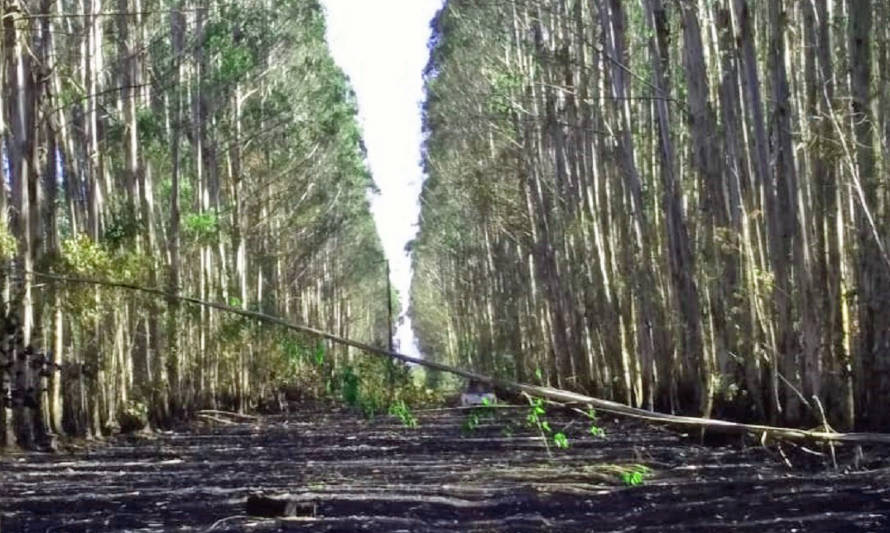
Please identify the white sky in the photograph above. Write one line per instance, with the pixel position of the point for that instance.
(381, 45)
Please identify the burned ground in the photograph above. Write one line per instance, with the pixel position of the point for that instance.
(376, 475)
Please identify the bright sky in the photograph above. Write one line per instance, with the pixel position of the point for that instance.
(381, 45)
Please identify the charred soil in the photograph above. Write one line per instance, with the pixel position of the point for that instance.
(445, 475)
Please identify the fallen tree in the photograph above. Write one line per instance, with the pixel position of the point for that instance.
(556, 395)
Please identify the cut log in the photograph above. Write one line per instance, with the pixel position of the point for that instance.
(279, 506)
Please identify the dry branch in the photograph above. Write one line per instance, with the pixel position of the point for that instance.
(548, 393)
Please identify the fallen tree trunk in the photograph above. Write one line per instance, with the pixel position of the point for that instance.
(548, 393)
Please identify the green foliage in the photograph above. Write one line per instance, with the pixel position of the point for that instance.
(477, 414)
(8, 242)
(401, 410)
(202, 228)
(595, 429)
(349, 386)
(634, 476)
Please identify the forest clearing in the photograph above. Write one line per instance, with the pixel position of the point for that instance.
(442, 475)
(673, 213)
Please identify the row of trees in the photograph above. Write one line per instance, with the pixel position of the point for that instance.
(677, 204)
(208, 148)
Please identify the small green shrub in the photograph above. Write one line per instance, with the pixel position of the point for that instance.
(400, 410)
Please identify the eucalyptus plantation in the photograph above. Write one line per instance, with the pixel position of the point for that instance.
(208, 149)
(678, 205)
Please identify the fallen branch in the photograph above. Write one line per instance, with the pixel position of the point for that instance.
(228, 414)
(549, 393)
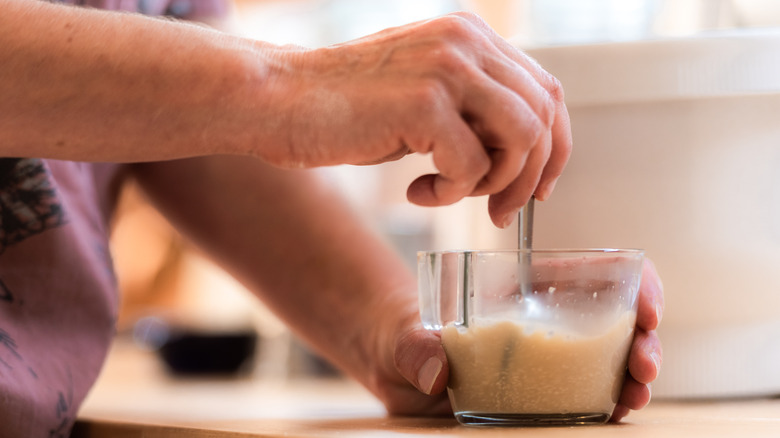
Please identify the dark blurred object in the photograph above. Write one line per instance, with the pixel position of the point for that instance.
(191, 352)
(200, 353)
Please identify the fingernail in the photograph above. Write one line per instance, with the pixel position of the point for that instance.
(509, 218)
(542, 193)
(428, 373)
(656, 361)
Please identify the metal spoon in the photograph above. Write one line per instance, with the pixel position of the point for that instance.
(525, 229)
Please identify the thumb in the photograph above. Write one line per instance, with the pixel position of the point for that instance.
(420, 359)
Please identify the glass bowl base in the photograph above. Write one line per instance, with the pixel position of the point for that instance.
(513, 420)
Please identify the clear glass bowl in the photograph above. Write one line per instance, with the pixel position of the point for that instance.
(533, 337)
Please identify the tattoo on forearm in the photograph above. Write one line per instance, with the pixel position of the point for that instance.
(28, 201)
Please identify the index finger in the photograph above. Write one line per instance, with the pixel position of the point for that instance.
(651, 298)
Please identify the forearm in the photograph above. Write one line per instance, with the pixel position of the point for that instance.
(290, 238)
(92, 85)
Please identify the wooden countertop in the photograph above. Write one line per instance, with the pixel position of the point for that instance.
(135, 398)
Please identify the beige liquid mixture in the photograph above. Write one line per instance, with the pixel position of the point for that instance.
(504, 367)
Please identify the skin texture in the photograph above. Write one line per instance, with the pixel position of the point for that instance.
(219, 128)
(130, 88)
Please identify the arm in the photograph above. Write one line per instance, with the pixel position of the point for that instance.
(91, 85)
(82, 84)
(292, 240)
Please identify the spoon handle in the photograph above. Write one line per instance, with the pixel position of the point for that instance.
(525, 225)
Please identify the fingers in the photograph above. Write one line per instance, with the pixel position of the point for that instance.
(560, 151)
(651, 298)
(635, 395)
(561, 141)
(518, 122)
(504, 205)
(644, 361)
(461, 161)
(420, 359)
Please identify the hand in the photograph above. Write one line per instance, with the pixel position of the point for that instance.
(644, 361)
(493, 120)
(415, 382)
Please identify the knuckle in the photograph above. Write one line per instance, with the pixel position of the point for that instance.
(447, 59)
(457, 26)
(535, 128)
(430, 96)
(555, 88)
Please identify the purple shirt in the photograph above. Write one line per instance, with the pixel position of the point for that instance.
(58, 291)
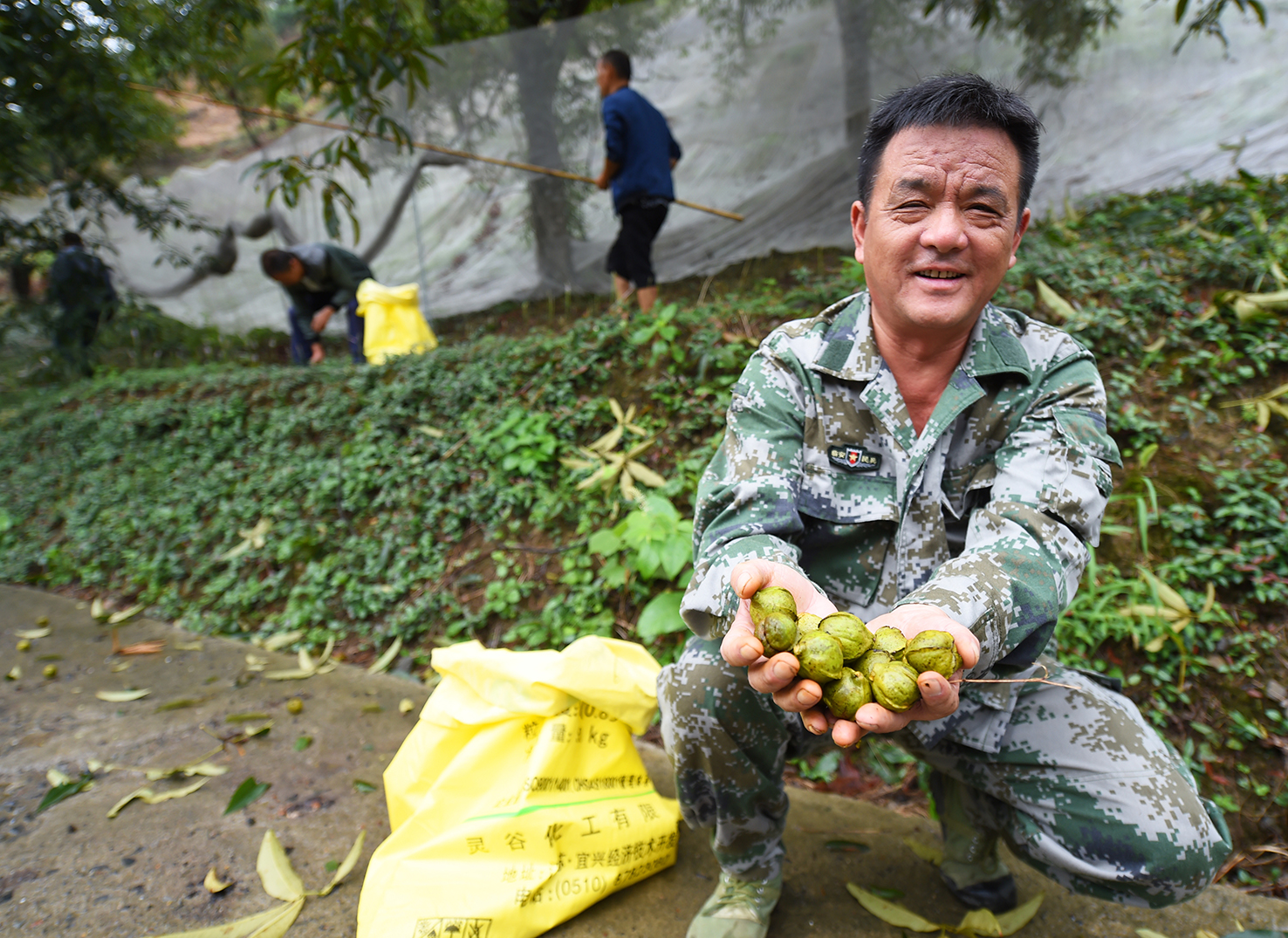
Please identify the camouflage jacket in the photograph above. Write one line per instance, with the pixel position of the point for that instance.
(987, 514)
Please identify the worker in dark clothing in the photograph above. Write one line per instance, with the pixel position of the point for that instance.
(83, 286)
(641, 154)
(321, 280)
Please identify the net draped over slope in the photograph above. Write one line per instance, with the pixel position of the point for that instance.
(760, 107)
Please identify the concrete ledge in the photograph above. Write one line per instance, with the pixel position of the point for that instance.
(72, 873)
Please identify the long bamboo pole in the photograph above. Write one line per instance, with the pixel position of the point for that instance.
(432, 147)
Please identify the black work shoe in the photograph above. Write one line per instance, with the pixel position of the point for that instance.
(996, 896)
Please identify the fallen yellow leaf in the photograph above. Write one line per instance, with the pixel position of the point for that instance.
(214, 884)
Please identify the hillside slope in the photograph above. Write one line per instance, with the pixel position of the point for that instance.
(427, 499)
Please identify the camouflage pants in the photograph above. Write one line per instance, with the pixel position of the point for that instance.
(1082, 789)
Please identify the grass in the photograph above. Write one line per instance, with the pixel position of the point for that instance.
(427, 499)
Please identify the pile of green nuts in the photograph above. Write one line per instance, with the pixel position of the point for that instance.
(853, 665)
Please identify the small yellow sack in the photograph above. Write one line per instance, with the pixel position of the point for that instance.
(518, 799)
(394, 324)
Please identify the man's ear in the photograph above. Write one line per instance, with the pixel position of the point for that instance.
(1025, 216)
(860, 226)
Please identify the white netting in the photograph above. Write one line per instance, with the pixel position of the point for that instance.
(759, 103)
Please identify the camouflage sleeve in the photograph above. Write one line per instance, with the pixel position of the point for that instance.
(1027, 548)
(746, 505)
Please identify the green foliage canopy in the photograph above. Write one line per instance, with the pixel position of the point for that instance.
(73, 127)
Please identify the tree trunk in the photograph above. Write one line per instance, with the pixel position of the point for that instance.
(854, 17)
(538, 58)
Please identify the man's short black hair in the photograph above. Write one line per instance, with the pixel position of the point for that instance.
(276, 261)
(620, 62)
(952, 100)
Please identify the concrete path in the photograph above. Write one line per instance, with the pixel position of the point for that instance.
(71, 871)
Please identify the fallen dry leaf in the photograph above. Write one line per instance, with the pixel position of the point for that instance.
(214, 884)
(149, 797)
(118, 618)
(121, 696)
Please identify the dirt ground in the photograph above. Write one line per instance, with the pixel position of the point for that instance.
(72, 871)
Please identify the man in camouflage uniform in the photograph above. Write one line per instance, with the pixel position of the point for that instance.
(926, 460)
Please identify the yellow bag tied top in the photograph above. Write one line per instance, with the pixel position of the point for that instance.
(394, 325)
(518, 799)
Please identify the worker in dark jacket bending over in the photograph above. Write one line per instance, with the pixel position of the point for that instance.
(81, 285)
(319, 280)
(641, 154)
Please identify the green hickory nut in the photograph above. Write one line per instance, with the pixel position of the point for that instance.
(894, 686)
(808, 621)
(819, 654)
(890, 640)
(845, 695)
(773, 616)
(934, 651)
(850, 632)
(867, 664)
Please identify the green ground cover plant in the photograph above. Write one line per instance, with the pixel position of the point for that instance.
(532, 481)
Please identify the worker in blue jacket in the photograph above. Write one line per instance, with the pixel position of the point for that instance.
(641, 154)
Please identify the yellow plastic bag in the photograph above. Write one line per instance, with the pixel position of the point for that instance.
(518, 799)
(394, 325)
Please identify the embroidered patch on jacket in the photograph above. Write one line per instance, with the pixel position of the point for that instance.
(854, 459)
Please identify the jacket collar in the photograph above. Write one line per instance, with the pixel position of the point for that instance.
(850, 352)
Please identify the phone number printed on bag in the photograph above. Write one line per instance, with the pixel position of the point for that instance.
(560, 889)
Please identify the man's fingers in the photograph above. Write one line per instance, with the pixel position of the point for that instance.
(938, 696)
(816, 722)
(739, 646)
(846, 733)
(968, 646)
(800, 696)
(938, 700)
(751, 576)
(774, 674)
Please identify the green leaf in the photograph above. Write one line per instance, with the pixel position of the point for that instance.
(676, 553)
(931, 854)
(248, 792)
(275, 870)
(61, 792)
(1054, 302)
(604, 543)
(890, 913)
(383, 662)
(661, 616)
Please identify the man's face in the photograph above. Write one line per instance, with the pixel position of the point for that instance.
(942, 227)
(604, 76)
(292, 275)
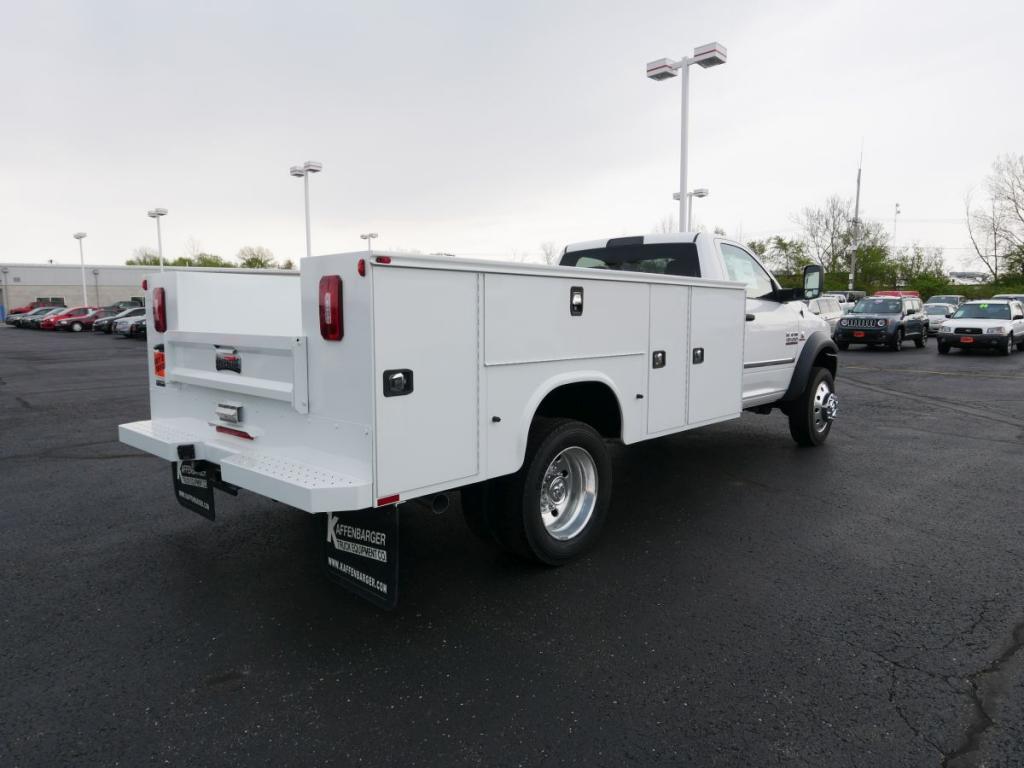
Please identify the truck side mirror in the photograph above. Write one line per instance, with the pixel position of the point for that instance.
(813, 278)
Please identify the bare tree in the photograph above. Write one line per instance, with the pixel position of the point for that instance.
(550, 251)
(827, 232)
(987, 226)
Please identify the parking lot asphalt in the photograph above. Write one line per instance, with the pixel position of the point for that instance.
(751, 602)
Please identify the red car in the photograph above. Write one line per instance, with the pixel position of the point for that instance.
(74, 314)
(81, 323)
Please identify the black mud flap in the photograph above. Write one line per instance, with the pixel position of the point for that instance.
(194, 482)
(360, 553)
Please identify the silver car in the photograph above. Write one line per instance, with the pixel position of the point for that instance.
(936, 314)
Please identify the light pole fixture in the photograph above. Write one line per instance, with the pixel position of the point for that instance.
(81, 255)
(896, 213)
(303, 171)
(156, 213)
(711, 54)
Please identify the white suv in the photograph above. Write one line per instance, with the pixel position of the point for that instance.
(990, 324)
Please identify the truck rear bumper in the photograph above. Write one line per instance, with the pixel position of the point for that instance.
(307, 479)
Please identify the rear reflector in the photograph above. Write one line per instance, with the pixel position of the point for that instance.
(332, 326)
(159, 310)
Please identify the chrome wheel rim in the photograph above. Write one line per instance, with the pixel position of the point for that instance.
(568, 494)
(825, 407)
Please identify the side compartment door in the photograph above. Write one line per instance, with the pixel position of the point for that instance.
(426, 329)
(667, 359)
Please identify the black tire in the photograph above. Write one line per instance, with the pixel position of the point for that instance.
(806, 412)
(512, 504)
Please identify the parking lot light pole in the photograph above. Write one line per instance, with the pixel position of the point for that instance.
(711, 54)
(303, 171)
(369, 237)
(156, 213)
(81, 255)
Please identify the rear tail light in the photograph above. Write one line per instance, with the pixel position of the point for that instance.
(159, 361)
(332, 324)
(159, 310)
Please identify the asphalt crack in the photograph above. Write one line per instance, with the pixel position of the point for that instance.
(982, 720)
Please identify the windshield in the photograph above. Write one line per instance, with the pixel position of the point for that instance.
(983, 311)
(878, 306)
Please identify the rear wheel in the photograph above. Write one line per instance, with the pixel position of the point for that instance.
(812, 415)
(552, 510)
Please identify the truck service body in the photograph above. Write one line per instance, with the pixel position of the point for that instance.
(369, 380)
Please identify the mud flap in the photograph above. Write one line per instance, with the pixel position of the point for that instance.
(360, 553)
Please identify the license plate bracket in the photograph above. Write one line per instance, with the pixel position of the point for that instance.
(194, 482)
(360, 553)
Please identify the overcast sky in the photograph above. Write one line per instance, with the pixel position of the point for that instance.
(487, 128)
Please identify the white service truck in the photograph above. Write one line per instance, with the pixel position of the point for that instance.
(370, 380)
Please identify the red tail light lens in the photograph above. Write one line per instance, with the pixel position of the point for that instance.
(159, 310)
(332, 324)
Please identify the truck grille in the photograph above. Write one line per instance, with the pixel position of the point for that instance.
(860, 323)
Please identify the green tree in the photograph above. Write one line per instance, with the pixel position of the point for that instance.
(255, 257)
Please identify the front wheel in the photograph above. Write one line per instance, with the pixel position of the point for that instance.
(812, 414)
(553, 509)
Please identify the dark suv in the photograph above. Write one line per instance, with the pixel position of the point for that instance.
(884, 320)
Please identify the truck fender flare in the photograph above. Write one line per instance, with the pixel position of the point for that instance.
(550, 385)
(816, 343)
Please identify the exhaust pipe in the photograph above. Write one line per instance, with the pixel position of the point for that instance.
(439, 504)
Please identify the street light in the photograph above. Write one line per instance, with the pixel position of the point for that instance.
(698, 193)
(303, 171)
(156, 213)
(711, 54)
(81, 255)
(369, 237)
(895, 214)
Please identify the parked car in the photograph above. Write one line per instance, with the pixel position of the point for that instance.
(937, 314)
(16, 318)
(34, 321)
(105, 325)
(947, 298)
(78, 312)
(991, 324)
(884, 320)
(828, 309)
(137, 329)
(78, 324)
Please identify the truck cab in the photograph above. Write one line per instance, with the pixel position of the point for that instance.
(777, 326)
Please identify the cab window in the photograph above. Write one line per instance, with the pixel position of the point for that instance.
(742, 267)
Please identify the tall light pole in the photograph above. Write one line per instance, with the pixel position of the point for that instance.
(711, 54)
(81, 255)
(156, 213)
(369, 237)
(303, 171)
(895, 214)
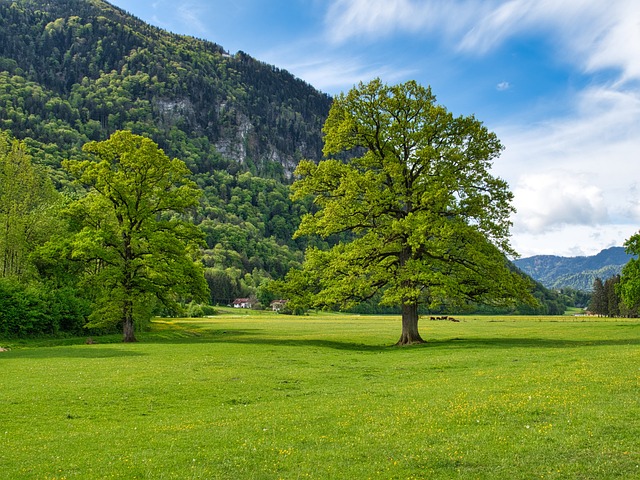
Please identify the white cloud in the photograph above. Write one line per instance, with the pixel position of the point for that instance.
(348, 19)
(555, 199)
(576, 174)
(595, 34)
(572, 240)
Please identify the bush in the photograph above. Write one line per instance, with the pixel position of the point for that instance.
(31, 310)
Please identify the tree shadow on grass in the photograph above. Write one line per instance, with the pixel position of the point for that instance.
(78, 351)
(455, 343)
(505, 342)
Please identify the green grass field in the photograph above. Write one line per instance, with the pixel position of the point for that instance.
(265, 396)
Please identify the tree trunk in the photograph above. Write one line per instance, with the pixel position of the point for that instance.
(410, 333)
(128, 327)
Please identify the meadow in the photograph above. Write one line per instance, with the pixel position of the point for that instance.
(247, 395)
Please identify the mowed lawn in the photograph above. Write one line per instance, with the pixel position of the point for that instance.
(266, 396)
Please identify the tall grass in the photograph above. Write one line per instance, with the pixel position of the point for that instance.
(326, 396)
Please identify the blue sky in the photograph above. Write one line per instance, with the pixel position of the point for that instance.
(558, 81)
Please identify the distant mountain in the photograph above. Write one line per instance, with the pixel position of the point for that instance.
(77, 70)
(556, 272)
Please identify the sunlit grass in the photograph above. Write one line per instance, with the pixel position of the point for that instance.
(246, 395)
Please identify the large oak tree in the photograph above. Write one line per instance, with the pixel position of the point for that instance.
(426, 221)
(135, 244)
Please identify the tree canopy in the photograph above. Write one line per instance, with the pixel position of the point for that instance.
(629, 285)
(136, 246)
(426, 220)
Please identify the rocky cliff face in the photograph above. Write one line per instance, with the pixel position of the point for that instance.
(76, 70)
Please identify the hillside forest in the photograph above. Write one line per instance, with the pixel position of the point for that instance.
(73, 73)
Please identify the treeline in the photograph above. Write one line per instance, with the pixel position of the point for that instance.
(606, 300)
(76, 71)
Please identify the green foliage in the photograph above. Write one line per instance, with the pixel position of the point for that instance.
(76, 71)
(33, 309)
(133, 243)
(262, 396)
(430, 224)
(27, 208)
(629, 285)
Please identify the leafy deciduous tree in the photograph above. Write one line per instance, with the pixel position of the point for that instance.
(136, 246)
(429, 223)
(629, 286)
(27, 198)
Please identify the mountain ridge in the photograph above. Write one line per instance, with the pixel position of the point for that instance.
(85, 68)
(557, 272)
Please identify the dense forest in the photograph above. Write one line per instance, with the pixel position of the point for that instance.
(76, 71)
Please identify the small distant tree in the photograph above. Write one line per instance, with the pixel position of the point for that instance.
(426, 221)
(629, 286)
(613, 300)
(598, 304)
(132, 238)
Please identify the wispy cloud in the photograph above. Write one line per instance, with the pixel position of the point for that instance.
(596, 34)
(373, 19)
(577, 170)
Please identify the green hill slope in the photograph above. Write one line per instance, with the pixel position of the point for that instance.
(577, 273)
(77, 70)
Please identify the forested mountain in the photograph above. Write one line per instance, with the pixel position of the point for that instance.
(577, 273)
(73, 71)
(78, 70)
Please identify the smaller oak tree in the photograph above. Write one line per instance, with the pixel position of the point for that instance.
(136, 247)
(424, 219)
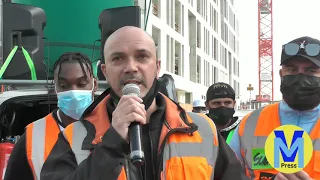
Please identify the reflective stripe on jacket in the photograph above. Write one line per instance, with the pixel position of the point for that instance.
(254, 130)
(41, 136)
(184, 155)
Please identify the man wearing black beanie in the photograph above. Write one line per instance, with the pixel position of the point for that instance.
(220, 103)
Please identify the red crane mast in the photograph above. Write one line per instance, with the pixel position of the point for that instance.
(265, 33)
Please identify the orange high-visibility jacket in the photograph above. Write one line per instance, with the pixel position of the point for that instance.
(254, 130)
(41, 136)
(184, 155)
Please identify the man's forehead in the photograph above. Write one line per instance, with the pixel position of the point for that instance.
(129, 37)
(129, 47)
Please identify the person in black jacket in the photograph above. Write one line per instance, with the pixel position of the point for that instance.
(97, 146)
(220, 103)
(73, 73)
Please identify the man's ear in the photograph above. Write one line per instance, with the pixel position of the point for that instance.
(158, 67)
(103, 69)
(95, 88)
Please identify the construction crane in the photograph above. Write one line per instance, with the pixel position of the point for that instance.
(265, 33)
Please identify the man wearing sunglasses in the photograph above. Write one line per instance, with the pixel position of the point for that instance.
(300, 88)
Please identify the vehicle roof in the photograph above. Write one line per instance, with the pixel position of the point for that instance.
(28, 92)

# # # # # # #

■ What this task involves
Quote, without alteration, the lines running from the line containing "Please identify the forested" to the last line of the entries, and include no pictures.

■ Result of this exercise
Please identify the forested mountain in the photograph above. Write one line per instance, with the pixel position of the point for that instance.
(577, 273)
(73, 71)
(78, 70)
Please identify the smaller oak tree in the photograph above. Write one line per instance, with the pixel position of the point for that instance.
(136, 247)
(424, 219)
Please identify the reflective stripe on jacket in the photograph above. Write one line per instance, with the pixel position of the point for that instance.
(254, 130)
(41, 136)
(184, 155)
Please identify the man wearing black beanie in the photograph above. Write one line per instance, with the pixel position of the point for that instance.
(220, 103)
Please identify the red crane mast in the photograph above. Write one line per instance, with the pixel position of the point for that instance.
(265, 33)
Please identify the orange high-visibility jacket in the photograph above. Write one line per instance, with the pixel position of the point for that instance.
(254, 130)
(41, 136)
(184, 155)
Please identify the man's forehead in the photograph above. Write one line per instance, with the pixel position of the point for that instance.
(129, 37)
(129, 47)
Please identify the person in black jacket in the photograph above. Write one line per instance, with the pixel position of the point for that instance.
(97, 146)
(220, 103)
(73, 73)
Please identify the man's ear in the photograph above. Write one line per instance, with the pixel position of the point for that instance.
(158, 67)
(103, 69)
(95, 88)
Please identify the construction crane in the photograph above. Write one line per instance, with the pixel position of the point for that instance.
(265, 33)
Please identify the man wearing sunglasses in the photograph above. Write one line per instance, with the pixel position of the point for that instance.
(300, 88)
Please identify the vehicle roof in the photograph above. Write one line per instance, with the pixel position of the point for that instance.
(28, 92)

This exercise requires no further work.